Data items
____________

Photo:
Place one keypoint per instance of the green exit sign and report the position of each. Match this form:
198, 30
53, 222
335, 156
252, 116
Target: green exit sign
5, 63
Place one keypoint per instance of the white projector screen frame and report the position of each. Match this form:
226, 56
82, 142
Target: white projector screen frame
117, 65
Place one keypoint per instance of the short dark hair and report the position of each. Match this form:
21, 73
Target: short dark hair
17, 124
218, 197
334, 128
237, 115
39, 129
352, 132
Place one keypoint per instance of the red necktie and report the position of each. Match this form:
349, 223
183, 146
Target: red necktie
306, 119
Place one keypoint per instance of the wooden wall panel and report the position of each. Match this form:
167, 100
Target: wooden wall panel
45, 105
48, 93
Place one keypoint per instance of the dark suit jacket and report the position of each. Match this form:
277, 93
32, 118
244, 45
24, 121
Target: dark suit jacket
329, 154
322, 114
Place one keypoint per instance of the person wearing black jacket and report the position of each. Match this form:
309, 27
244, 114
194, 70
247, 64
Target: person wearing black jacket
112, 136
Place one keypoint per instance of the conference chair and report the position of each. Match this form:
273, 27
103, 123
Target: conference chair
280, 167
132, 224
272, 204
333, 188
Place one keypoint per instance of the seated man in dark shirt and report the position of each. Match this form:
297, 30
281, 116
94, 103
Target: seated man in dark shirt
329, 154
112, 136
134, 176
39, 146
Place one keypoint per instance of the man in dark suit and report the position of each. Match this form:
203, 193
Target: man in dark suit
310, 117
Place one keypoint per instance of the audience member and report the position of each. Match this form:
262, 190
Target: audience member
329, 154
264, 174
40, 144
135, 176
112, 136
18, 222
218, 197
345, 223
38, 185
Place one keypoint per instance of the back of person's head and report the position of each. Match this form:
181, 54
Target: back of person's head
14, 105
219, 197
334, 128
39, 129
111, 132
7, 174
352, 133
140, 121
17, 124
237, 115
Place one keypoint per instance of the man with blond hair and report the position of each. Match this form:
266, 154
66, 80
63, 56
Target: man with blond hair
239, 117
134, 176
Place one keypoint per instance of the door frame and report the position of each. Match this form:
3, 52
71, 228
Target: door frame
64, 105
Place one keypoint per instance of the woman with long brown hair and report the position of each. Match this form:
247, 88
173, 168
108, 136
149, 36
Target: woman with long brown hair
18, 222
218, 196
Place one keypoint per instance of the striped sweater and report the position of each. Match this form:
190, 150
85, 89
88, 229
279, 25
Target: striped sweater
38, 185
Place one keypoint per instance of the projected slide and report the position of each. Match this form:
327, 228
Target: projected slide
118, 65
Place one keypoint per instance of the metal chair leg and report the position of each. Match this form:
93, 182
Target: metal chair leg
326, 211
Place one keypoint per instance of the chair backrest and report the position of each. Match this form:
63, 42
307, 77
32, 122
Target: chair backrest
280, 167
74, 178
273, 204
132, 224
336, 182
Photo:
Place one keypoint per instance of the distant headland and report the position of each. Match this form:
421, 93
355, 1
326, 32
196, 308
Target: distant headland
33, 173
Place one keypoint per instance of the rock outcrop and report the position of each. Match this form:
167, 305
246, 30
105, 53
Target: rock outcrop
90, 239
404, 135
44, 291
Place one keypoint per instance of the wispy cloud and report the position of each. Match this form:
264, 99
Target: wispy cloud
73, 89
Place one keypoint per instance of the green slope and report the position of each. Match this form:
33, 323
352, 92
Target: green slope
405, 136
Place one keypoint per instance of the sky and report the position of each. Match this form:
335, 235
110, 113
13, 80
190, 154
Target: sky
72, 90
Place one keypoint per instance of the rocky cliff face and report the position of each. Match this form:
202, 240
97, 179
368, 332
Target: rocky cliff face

____________

PROBLEM DETAILS —
Write out the lines above from the one containing "Place one keypoint per instance of the woman" through the last, exactly as they are.

THE COMPLETED TASK —
Place one keypoint per instance of the woman with long brown hair and report the position of each. Match this form:
247, 88
173, 168
108, 136
149, 36
Target: woman with long brown hair
18, 222
218, 196
Place one keypoint per instance of the striped sweater and report the position of each. Match this form:
190, 150
85, 89
88, 229
279, 25
Target: striped sweater
38, 185
Place one keypoint per instance of the projected slide and report the position of each. Match this form:
327, 228
Target: projected slide
118, 65
Place one keypoint per instance of the metal chair leg and report the position of each. Match this form:
93, 182
Target: metal chair leg
326, 211
Place one keypoint per instance of the chair backrest and report the position of each. Match this form:
63, 42
307, 77
32, 122
Target: chair backrest
280, 167
74, 178
273, 204
132, 224
336, 182
Photo:
Place one keypoint per instance of the distant headland and report the position of each. Match this form:
421, 93
355, 1
326, 32
196, 308
Target: distant headland
33, 173
Place one keypoint per instance of the rock outcrop and report the position of each. Match this form:
167, 305
246, 30
105, 53
Target: rock outcrop
90, 239
404, 135
44, 291
Place one keypoint per instance of the wispy cloud and report the position of each. Match this form:
264, 99
Target: wispy cloud
73, 89
Place one keypoint per instance of the green slope and report the position of each. Match this form:
33, 323
352, 92
Target: green slope
405, 136
Place one keypoint per instance of the sky and report the position of each. Match this form:
335, 235
110, 113
13, 80
190, 154
Target: sky
72, 90
Place one keypoint per instance of the rocky cliff face and report the position of each. Match this form:
202, 240
97, 179
368, 332
Target: rocky cliff face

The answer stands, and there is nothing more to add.